Return the full set of entries below exactly, leaving every image out.

Records for processing —
--

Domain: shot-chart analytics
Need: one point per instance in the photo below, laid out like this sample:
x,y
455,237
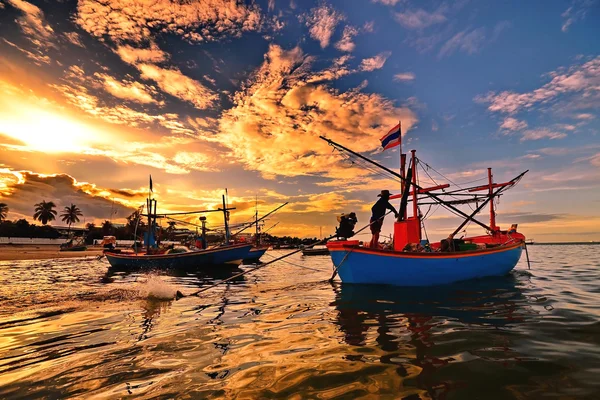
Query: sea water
x,y
76,329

--

Response to the task —
Domain: shot-chart analytics
Need: one point per instance in the photo below, laid out like this sample:
x,y
455,237
Query: sea water
x,y
76,329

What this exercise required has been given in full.